Noda Hitam Registrasi Prabayar
- Flickr/Simon Yeo
VIVA – Bagai nila setitik rusak susu sebelanga. Registrasi kartu SIM prabayar yang relatif apik berjalan hingga berakhir 28 Februari 2018, ternoda dengan insiden penyalahgunaan data NIK dan KK.
Seorang pelanggan kartu seluler melaporkan terjadi penyalahgunaan data miliknya. Pengguna tersebut mengeluh data NIK dan KK miliknya dipakai mendaftarkan puluhan nomor lain yang tidak dikenalnya. Ironisnya, data kependudukan itu dipakai bukan untuk satu atau dua nomor saja, tapi 50 nomor.
Sang pelanggan tersebut, yang bernama Aninda Indrastiwi mengaku, pada November tahun lalu meminta tolong kepada konter tetangga untuk meregistrasikan kartu prabayar miliknya. Belakangan dia mengecek NIK melalui fitur cek nomor operator, dan akhirnya syok NIK miliknya dipakai untuk 50 nomor.

——

Petunjuk Tugas - Lanjutkan teks tentang penyalahgunaan data NIK dan KK dalam registrasi kartu prabayar dari titik akhirnya. Materi sesudah teks ini tidak diperlukan.

——

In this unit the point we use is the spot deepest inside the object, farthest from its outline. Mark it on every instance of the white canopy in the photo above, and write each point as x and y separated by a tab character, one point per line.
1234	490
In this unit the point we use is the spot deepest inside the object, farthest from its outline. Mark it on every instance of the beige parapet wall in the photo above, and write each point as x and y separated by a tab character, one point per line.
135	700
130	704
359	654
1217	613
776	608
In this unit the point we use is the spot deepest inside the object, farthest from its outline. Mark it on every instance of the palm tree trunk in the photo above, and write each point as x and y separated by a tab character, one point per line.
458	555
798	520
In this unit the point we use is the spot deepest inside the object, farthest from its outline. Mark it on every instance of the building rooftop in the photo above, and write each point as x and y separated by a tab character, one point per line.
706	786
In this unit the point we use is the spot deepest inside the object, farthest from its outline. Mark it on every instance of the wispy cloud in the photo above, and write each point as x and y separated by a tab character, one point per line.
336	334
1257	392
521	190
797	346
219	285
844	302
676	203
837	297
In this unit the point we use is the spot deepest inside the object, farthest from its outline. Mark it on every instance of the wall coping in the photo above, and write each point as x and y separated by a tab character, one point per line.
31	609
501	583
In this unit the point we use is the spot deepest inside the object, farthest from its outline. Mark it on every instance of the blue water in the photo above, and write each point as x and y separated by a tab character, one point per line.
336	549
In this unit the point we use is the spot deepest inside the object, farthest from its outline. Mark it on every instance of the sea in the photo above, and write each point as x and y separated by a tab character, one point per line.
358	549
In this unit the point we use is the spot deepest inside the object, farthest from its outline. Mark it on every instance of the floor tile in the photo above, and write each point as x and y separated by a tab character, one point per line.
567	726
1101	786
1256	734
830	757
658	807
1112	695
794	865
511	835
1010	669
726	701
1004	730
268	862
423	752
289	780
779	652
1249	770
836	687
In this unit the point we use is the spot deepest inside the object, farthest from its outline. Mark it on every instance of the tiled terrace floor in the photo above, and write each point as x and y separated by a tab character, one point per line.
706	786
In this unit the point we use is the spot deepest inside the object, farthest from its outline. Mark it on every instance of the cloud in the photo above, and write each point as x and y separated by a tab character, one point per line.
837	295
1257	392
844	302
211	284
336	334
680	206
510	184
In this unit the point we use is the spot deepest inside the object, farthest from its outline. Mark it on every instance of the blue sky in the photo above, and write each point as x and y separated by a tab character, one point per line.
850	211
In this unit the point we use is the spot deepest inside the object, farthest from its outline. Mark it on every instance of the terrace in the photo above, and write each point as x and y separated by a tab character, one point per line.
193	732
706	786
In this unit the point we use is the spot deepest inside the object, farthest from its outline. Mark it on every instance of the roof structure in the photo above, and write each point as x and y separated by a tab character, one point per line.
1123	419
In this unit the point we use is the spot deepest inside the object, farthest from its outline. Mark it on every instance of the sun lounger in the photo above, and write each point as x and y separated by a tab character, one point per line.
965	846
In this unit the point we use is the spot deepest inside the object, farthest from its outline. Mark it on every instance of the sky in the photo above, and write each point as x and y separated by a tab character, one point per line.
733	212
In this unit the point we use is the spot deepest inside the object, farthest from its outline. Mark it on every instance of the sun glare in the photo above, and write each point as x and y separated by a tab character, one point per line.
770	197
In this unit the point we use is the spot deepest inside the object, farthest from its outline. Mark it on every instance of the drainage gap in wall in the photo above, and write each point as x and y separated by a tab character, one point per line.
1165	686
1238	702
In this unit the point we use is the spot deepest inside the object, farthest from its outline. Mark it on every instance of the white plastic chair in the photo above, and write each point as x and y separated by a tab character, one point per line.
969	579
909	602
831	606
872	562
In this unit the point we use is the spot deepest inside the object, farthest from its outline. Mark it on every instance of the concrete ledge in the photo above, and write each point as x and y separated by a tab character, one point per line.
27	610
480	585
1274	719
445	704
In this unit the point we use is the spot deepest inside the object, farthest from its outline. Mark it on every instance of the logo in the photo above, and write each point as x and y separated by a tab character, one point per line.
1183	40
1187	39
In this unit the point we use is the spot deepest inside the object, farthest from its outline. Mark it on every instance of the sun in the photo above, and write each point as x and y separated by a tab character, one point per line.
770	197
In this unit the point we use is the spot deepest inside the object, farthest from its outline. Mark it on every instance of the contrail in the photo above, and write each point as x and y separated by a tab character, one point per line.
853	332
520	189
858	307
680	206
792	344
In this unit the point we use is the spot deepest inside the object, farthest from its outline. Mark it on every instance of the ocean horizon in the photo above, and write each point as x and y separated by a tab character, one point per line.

——

Jawaban Latihan -
Masalah lain beriringan muncul. Setelah registrasi prabayar berakhir, terungkap adanya situs web yang menawarkan data NIK dan KK secara gratis untuk registrasi prabayar. Beberapa alamat yang menyediakan jasa itu adalah Beberapa situs yang menawarkan serta mengumbar data NIK dan KK gratis yaitu ktp.us.to, ktp.oneindonesia.co.id, ktp.bonanza.co.id dan ktp.yamaha-matic.or.id. Diduga alamat situs ini merupakan salah satu pihak yang menodai registrasi prabayar.
Kementerian Komunikasi dan Informatika mengakui memang terdapat penyalahgunaan data NIK dan KK. Terdapat dana NIK dan KK pelanggan yang dipakai orang lain untuk mendaftarkan banyak nomor kartu prabayar.
Direktur Jenderal Penyelenggaraan Pos dan Informatika (PPI) Kementerian Komunikasi dan Informatika, Ahmad Ramli menyatakan, kabar kebocoran dara registrasi prabayar tidak benar. Kabar yang benar, kata dia, penyalahgunaan data NIK dan KK oleh orang yang tidak bertanggung jawab.
"Sekali lagi, tidak ada kebocoran data, yang terjadi adalah penyalahgunaan NIK dan KK," jelasnya saat dihubungi VIVA, Senin 5 Maret 2018.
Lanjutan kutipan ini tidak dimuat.